━━━━━ Excerpted records

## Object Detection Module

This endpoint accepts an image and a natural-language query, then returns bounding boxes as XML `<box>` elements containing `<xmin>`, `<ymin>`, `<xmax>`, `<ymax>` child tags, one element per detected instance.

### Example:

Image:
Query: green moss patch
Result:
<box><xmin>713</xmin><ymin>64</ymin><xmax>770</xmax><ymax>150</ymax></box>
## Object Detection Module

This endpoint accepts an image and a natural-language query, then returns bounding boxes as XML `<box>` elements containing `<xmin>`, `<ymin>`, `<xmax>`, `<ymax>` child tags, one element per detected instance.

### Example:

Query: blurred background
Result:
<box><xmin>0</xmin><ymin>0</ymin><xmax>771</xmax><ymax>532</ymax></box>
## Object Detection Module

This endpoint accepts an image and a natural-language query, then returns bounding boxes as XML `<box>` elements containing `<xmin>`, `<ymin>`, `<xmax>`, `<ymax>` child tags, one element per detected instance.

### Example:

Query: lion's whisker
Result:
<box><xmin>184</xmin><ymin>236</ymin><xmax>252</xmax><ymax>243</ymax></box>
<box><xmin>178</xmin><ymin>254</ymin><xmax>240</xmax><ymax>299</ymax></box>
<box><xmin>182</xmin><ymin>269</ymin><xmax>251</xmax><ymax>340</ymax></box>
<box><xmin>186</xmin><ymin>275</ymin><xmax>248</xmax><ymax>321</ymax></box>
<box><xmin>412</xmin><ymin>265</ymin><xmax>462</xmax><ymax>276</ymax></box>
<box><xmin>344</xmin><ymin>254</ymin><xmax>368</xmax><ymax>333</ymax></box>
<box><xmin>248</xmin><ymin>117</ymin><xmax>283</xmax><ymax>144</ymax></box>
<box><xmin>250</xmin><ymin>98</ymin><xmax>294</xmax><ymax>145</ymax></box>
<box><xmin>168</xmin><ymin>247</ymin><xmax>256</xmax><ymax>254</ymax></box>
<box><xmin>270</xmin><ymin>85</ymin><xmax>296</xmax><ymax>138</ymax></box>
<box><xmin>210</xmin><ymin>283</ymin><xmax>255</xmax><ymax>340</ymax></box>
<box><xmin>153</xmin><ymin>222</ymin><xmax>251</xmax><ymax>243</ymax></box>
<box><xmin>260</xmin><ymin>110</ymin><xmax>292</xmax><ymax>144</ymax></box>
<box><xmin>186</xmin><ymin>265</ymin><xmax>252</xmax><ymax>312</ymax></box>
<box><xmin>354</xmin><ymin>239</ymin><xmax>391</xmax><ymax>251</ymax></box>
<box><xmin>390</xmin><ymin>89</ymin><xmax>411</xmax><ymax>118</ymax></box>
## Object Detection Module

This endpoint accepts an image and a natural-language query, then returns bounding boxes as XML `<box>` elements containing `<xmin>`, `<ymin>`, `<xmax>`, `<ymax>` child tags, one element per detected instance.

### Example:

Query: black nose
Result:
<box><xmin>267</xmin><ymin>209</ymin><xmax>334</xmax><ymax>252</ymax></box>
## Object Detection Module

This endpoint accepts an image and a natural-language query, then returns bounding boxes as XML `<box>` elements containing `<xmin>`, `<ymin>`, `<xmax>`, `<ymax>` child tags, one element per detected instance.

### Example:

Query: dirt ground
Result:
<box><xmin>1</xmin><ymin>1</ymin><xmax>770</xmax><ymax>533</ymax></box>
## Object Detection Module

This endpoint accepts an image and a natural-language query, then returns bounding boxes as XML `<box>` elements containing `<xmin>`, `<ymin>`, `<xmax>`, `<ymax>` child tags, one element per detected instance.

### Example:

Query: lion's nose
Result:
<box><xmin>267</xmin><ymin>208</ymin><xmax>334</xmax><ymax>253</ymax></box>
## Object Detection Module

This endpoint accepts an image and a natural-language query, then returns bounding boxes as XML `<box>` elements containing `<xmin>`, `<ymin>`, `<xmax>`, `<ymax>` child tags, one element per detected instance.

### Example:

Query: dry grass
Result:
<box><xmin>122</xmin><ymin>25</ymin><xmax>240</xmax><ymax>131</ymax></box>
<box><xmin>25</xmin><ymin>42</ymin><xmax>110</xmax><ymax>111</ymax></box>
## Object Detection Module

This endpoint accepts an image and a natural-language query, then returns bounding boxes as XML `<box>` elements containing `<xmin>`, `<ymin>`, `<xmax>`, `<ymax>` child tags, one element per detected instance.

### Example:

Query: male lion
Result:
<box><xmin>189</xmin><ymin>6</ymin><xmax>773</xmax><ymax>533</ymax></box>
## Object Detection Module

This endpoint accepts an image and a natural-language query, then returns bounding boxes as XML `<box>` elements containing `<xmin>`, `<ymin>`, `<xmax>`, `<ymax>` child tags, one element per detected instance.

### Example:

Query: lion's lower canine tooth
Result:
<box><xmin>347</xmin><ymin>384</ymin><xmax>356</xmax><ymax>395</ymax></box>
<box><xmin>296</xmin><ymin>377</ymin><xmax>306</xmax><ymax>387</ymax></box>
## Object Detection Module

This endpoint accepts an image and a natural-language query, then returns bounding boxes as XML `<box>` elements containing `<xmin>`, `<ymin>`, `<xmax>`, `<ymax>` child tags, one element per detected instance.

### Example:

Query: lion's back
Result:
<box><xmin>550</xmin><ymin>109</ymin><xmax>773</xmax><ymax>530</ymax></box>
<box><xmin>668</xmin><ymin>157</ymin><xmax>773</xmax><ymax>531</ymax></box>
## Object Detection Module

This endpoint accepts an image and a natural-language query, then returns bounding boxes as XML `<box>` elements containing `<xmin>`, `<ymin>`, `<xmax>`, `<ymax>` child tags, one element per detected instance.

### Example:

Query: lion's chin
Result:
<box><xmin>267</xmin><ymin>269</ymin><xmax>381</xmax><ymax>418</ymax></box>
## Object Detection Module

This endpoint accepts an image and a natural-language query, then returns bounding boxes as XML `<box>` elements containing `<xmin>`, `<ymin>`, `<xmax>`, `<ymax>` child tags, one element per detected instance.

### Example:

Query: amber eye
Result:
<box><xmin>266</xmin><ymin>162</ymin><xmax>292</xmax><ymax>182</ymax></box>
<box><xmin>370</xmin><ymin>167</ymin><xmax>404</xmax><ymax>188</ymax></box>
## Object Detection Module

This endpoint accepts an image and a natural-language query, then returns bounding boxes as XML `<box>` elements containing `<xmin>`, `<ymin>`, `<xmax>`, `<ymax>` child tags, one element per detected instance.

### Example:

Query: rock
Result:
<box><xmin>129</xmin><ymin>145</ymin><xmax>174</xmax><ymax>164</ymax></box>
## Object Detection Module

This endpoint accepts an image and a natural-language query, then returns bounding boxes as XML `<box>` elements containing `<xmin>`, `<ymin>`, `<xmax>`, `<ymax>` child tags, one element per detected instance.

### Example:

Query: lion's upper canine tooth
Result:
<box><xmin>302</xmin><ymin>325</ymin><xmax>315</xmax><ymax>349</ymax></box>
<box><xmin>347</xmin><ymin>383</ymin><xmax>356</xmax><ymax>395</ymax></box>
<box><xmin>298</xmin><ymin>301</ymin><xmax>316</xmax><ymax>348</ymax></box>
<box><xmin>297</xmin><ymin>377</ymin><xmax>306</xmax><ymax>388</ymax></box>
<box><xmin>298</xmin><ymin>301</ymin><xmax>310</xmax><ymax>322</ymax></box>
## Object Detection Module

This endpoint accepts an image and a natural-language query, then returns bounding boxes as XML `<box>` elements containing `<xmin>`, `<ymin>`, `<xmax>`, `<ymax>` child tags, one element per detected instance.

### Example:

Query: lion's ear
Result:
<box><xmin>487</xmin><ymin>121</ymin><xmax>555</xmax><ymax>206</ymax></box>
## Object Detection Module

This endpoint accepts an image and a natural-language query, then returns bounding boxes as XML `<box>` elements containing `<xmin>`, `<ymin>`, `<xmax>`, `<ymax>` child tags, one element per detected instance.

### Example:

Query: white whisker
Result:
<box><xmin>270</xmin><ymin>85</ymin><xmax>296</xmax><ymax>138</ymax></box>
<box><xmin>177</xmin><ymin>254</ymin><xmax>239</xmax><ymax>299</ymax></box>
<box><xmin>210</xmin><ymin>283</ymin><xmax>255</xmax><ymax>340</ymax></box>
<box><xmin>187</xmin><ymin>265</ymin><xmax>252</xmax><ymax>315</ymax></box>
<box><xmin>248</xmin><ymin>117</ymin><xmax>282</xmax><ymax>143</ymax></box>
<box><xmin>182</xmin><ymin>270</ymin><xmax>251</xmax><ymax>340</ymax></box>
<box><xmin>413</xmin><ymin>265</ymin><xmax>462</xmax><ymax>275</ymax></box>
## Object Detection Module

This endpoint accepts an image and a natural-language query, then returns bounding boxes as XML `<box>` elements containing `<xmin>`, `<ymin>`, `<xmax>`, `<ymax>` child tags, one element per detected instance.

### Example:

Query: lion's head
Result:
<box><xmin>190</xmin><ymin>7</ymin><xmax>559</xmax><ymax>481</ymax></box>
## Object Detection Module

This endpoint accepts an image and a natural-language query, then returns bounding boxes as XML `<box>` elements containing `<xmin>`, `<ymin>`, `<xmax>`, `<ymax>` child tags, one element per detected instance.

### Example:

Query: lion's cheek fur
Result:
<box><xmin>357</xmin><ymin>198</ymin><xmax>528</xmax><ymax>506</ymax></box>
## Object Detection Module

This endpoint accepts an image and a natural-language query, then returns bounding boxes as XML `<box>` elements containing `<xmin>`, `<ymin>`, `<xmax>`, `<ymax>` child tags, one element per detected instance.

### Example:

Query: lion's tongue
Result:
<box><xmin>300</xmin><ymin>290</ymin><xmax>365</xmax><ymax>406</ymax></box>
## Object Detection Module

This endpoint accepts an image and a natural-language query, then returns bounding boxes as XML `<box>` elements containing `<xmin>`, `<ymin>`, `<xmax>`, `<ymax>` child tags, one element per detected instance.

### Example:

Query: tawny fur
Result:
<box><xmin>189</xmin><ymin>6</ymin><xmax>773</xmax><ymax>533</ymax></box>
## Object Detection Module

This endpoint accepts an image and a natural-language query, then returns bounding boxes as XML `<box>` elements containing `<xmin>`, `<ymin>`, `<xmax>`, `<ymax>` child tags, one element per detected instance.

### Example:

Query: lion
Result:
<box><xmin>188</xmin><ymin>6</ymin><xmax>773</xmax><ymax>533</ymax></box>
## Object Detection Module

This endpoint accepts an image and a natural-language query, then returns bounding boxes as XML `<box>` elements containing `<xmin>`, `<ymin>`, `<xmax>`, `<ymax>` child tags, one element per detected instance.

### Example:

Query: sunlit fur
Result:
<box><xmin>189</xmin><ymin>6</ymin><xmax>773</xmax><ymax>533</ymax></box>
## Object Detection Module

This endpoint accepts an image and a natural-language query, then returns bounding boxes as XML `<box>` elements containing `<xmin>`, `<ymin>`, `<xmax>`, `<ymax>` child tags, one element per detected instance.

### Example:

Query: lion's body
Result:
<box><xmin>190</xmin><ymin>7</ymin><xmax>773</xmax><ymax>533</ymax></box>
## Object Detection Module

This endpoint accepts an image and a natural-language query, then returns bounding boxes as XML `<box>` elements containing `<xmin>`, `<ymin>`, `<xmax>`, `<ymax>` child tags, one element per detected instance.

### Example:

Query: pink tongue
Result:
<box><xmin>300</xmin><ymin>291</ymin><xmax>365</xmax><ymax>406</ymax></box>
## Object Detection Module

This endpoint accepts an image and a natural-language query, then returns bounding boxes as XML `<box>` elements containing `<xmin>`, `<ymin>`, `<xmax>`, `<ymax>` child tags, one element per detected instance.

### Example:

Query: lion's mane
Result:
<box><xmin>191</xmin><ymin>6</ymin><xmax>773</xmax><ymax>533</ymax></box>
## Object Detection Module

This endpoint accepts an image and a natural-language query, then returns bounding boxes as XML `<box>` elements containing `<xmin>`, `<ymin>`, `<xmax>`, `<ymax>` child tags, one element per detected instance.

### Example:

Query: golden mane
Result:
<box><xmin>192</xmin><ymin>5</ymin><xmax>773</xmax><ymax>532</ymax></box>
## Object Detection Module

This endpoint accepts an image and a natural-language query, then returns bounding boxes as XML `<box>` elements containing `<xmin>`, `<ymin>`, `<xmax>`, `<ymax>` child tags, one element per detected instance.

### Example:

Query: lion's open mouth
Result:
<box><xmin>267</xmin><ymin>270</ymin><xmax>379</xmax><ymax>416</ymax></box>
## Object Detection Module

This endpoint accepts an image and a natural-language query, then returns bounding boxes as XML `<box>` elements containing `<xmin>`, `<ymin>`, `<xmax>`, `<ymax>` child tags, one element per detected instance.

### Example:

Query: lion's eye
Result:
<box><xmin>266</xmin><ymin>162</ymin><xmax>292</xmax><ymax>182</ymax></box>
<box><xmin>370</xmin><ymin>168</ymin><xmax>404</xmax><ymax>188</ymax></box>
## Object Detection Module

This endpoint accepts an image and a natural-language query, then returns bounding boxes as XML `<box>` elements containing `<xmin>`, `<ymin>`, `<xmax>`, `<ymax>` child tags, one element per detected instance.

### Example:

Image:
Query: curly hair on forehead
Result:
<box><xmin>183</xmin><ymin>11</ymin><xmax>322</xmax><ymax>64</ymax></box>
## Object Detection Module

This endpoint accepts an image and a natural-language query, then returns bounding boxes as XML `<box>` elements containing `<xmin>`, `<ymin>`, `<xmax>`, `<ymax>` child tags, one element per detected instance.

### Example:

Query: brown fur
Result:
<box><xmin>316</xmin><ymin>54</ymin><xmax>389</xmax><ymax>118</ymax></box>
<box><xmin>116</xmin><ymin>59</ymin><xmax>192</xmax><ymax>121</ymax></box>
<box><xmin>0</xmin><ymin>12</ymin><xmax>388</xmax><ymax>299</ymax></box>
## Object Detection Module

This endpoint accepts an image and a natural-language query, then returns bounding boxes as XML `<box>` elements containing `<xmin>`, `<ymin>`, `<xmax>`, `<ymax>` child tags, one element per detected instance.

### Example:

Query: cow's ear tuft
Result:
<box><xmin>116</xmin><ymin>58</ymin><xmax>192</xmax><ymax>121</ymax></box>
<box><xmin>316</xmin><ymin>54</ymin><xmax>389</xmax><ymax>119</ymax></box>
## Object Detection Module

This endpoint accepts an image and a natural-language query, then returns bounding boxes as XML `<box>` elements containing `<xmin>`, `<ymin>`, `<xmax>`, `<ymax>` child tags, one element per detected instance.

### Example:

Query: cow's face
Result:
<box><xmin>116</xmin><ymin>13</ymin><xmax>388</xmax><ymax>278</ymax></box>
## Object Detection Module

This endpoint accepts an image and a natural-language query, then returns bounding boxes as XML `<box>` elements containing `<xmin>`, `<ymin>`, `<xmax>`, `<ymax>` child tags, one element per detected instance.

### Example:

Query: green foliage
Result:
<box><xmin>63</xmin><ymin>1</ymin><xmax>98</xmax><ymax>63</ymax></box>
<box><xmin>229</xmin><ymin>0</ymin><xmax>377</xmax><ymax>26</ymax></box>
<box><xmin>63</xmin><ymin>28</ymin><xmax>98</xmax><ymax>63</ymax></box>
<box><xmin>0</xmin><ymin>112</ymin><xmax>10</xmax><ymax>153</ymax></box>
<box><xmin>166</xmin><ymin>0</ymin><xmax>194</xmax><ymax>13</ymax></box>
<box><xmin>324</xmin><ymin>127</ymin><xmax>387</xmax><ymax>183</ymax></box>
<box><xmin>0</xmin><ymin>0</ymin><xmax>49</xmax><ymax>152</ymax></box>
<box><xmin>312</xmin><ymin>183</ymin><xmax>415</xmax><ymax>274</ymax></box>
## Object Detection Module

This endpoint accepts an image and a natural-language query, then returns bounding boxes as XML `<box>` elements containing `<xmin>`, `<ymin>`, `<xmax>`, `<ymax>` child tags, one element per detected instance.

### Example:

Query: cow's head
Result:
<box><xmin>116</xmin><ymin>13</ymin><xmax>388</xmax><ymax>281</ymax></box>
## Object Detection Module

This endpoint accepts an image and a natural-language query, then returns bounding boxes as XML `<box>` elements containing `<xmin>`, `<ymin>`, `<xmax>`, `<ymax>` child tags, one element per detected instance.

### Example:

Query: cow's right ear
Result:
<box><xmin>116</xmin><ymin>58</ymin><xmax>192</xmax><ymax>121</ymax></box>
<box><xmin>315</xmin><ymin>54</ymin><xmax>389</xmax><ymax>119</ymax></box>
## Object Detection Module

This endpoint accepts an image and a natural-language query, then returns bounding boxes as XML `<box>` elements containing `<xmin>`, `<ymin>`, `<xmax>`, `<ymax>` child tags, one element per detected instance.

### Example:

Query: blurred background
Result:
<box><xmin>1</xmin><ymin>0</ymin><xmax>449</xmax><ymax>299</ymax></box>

━━━━━━━━━━

Lines above with the string "green" need to be found and copied.

Query: green moss patch
Query: green foliage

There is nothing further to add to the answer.